» What you need to do: Please edit the data from the line that contains "out like [807,181]." through the end, replacing "marker" with "point" and leaving everything else unchanged. Return only those lines.

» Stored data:
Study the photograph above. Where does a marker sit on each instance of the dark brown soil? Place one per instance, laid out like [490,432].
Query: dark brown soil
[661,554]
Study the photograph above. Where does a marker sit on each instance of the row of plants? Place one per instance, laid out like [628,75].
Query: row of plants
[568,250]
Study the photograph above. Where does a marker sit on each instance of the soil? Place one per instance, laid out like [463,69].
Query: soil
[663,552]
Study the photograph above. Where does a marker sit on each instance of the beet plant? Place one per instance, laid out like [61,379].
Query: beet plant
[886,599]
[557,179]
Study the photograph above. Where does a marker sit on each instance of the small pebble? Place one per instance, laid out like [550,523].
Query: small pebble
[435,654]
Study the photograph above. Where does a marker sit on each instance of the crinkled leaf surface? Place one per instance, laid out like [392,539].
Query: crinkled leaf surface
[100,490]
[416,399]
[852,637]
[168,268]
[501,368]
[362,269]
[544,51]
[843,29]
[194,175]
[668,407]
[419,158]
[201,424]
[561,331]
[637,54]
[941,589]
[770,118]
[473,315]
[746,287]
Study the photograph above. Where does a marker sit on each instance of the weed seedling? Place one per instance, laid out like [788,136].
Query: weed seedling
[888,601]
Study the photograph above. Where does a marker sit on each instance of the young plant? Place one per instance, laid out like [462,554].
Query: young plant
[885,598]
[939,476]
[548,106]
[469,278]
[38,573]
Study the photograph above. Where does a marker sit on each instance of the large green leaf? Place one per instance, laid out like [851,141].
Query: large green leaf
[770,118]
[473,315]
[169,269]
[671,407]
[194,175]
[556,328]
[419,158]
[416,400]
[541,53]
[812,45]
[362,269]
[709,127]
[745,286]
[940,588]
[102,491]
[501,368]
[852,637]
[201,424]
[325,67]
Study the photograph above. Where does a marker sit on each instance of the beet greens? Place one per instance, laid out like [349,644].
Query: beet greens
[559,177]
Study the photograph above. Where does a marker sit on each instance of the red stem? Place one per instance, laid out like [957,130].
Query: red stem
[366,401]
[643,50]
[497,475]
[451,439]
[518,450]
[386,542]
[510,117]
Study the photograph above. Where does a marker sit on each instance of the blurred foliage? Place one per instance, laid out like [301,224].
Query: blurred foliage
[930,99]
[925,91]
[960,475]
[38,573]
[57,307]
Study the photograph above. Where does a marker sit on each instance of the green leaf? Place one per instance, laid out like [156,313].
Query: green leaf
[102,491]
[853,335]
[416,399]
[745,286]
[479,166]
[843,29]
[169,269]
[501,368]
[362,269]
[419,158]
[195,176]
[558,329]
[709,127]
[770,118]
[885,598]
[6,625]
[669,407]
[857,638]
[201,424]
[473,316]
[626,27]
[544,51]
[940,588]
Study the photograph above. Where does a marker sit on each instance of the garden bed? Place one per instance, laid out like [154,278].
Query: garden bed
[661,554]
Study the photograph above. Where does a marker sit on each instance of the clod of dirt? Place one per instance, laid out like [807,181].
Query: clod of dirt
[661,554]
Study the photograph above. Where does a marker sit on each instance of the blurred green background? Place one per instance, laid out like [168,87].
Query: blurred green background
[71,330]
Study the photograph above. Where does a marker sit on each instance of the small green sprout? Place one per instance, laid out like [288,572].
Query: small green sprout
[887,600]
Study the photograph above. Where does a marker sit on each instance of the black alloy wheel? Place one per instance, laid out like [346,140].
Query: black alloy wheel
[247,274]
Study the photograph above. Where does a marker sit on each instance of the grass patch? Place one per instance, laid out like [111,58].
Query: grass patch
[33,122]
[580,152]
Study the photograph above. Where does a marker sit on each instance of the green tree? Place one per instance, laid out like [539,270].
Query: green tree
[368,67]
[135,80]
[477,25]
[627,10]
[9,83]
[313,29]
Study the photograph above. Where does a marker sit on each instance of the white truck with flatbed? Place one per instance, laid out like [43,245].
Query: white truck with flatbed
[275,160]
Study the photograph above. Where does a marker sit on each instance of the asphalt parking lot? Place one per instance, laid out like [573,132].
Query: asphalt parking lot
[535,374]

» Exercise solution:
Study the photograph above. Where does a point sit on each instance of the clod of dirt? Place one per instance, laid out like [807,181].
Query: clod of dirt
[661,554]
Study the photograph above. Where does a point sit on each instance of the blurred green background? Place one per instance, laid out like [168,87].
Query: blurred green background
[71,330]
Study the photograph above. Where does a point sit on each instance of the small green sprout? Place one per instance, laid out like [288,572].
Query: small green sprout
[887,600]
Study the photograph above. Where does a point sit on each instance of the black alloy wheel? Place one per instance, laid out like [346,140].
Query: black alloy wheel
[247,274]
Study the photograph above. Where does a point sit on each instance of the grass patch? Place one per instance, laid out like [111,58].
Query: grass patch
[33,122]
[580,152]
Study the photograph above. Where does a point sit on each instance of the green tree? Place one per instance, laid out like [539,270].
Query: green tree
[368,67]
[135,80]
[477,25]
[627,10]
[9,83]
[313,29]
Study the photograph above. Where does a point sit on each instance of the white truck with flatbed? Place one per instance, laid out like [43,245].
Query: white truck with flatbed
[275,160]
Study the photograph above. Where does a point sit on each instance of the asphalt parking lot? Place one per instance, laid out like [573,132].
Query: asphalt parking lot
[535,374]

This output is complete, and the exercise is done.